The data section start

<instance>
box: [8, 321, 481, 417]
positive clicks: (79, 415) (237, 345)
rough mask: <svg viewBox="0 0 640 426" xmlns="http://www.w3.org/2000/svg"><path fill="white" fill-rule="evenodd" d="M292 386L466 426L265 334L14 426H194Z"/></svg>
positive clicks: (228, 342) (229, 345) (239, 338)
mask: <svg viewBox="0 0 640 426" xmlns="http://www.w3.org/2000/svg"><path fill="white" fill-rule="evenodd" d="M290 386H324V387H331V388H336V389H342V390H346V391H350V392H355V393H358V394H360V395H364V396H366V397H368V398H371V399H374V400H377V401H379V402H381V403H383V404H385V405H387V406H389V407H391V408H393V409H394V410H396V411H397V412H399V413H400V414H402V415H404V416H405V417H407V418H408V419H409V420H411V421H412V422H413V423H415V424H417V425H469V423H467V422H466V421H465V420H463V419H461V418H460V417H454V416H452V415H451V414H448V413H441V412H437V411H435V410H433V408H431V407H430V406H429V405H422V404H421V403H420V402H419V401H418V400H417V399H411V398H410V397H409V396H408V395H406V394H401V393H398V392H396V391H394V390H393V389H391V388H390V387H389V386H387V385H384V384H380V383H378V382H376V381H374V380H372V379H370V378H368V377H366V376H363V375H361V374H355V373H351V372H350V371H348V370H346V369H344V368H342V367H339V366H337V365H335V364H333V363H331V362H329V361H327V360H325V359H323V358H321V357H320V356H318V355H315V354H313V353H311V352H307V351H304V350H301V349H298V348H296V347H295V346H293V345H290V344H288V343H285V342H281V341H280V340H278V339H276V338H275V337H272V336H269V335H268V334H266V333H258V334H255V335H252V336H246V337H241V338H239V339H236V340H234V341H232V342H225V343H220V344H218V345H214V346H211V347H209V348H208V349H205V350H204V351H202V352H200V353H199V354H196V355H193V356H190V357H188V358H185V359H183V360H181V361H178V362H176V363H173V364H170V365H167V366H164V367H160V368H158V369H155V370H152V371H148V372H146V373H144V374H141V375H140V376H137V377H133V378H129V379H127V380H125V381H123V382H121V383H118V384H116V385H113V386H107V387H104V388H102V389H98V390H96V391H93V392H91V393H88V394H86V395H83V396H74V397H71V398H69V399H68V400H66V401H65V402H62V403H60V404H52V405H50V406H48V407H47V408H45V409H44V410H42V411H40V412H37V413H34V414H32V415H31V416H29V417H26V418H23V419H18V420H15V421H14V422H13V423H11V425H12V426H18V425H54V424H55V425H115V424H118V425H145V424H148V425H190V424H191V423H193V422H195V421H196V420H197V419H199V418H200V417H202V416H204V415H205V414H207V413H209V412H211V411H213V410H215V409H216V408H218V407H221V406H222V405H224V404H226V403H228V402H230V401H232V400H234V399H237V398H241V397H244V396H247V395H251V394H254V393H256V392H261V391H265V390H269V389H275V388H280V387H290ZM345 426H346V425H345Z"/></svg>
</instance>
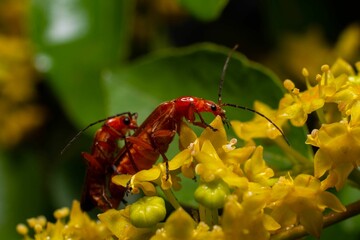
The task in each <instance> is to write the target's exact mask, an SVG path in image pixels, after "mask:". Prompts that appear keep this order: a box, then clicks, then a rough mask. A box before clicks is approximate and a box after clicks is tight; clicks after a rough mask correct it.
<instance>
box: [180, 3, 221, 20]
mask: <svg viewBox="0 0 360 240" xmlns="http://www.w3.org/2000/svg"><path fill="white" fill-rule="evenodd" d="M178 2H179V4H180V5H182V6H183V7H184V8H185V9H186V10H188V11H189V13H190V14H192V15H193V16H194V17H196V18H197V19H199V20H201V21H212V20H216V19H217V18H218V17H219V16H220V14H221V12H222V11H223V9H224V8H225V6H226V5H227V3H228V0H197V1H194V0H178Z"/></svg>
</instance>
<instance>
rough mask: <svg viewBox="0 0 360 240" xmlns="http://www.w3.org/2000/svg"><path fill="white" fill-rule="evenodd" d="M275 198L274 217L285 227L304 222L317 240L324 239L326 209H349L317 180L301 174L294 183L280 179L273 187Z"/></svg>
mask: <svg viewBox="0 0 360 240" xmlns="http://www.w3.org/2000/svg"><path fill="white" fill-rule="evenodd" d="M272 198H273V201H274V202H273V203H272V204H270V205H269V207H270V208H272V209H273V211H272V212H271V216H272V217H273V218H274V219H275V220H276V221H277V222H278V223H280V225H281V226H282V227H283V228H286V227H290V226H294V225H296V224H298V223H300V224H302V225H303V226H304V228H305V230H306V231H307V232H309V233H310V234H311V235H313V236H315V237H317V238H319V237H320V232H321V229H322V225H323V215H322V212H323V211H324V209H325V208H331V209H332V210H334V211H336V212H343V211H345V210H346V209H345V207H344V206H343V205H342V204H341V203H340V201H339V200H338V199H337V198H336V197H335V195H333V194H331V193H329V192H326V191H324V190H322V189H321V187H320V181H319V180H318V179H317V178H315V177H313V176H310V175H306V174H300V175H298V176H297V177H296V178H295V179H294V180H293V179H291V178H285V177H280V178H279V181H278V182H277V183H276V184H275V185H274V186H273V188H272Z"/></svg>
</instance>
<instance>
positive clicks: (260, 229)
mask: <svg viewBox="0 0 360 240" xmlns="http://www.w3.org/2000/svg"><path fill="white" fill-rule="evenodd" d="M265 203H266V198H265V197H264V195H253V196H249V197H247V198H246V199H244V201H243V202H242V203H239V202H238V199H237V197H236V196H235V195H232V196H229V197H228V199H227V202H226V204H225V207H224V214H223V216H222V221H221V226H222V228H223V232H224V234H225V236H226V239H239V240H240V239H241V240H253V239H269V237H270V233H269V232H270V231H274V230H277V229H279V228H280V225H279V224H278V223H277V222H276V221H275V220H274V219H273V218H272V217H271V216H269V215H267V214H265V213H264V208H265Z"/></svg>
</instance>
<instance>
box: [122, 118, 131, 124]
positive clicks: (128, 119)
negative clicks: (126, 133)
mask: <svg viewBox="0 0 360 240" xmlns="http://www.w3.org/2000/svg"><path fill="white" fill-rule="evenodd" d="M123 123H124V124H125V125H130V118H128V117H126V118H124V120H123Z"/></svg>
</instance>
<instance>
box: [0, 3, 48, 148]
mask: <svg viewBox="0 0 360 240" xmlns="http://www.w3.org/2000/svg"><path fill="white" fill-rule="evenodd" d="M27 2H28V1H26V0H25V1H14V0H6V1H1V2H0V86H1V91H0V125H1V131H0V147H11V146H14V145H15V144H17V143H18V142H19V141H20V140H21V139H22V138H23V137H24V136H25V135H26V134H27V133H28V132H30V131H31V130H33V129H34V128H36V127H38V126H40V125H41V124H42V123H43V121H44V111H43V109H42V108H41V107H40V106H38V105H37V104H35V103H34V102H35V98H36V94H37V93H36V84H37V81H38V78H37V76H36V73H35V69H34V64H33V53H32V50H31V44H30V41H29V39H28V38H27V37H26V36H25V35H26V34H25V33H27V29H26V27H25V26H24V23H25V21H24V19H25V18H26V12H27V8H28V4H27ZM9 23H11V24H9ZM5 26H6V27H5Z"/></svg>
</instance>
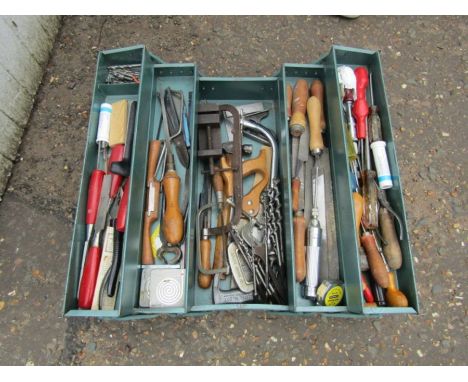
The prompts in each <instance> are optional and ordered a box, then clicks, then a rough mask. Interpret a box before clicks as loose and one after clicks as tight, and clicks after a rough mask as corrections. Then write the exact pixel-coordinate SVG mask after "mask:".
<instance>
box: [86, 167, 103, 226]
mask: <svg viewBox="0 0 468 382" xmlns="http://www.w3.org/2000/svg"><path fill="white" fill-rule="evenodd" d="M104 174H105V173H104V171H102V170H98V169H96V170H93V172H92V173H91V177H90V178H89V186H88V200H87V204H86V224H94V223H96V217H97V210H98V206H99V198H100V196H101V188H102V180H103V179H104Z"/></svg>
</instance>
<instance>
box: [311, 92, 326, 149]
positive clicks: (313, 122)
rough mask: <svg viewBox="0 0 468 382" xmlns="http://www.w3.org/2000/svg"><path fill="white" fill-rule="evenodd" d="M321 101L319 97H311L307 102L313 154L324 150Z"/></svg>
mask: <svg viewBox="0 0 468 382" xmlns="http://www.w3.org/2000/svg"><path fill="white" fill-rule="evenodd" d="M320 114H321V109H320V101H319V99H318V98H317V97H314V96H312V97H310V98H309V100H308V101H307V116H308V117H309V129H310V141H309V149H310V151H311V152H312V154H314V153H317V152H321V151H322V150H323V148H324V145H323V139H322V129H321V128H320Z"/></svg>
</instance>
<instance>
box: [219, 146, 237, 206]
mask: <svg viewBox="0 0 468 382" xmlns="http://www.w3.org/2000/svg"><path fill="white" fill-rule="evenodd" d="M219 163H220V164H221V168H222V169H223V170H224V171H222V172H221V176H222V177H223V181H224V187H225V188H224V193H225V195H226V197H227V198H230V197H232V196H233V195H234V174H233V173H232V171H231V170H228V169H229V168H231V163H230V160H229V159H228V158H227V157H226V156H225V155H223V156H222V157H221V159H220V160H219Z"/></svg>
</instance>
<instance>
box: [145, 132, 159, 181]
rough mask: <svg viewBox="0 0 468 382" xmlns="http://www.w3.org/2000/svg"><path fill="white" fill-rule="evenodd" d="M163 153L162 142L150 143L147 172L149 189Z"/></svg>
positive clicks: (147, 179)
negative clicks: (157, 164) (160, 156)
mask: <svg viewBox="0 0 468 382" xmlns="http://www.w3.org/2000/svg"><path fill="white" fill-rule="evenodd" d="M160 153H161V141H158V140H154V141H151V142H150V145H149V153H148V171H147V172H146V185H147V186H148V187H149V185H150V182H151V179H153V177H154V175H155V174H154V173H155V171H156V166H157V164H158V159H159V154H160Z"/></svg>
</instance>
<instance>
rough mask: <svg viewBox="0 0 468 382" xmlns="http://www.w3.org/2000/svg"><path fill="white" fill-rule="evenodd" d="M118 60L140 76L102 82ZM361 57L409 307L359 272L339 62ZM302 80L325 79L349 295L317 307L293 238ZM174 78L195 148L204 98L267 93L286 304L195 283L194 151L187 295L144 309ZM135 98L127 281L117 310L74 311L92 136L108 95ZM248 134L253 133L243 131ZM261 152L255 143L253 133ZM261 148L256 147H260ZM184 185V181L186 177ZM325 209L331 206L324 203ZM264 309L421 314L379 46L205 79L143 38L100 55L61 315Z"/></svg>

The data section end

◆ About this task
Whenever a line of the data includes "before", copy that line.

◆ Your response
The task in each <instance> is to write the target's exact mask, an SVG path in image pixels, after "mask:". Prompts that appear keep this order: a box, then clicks, then a rough mask. A box before clicks is approximate and a box after clicks is tight; clicks after a rough mask correct it.
The prompts in each <instance> are optional and ordered a box, then clicks, then a rough mask. Interpret a box before clicks as loose and one after clicks as tight, and clicks after a rough mask as corrections. Then write the exact pixel-coordinate SVG mask after "mask:".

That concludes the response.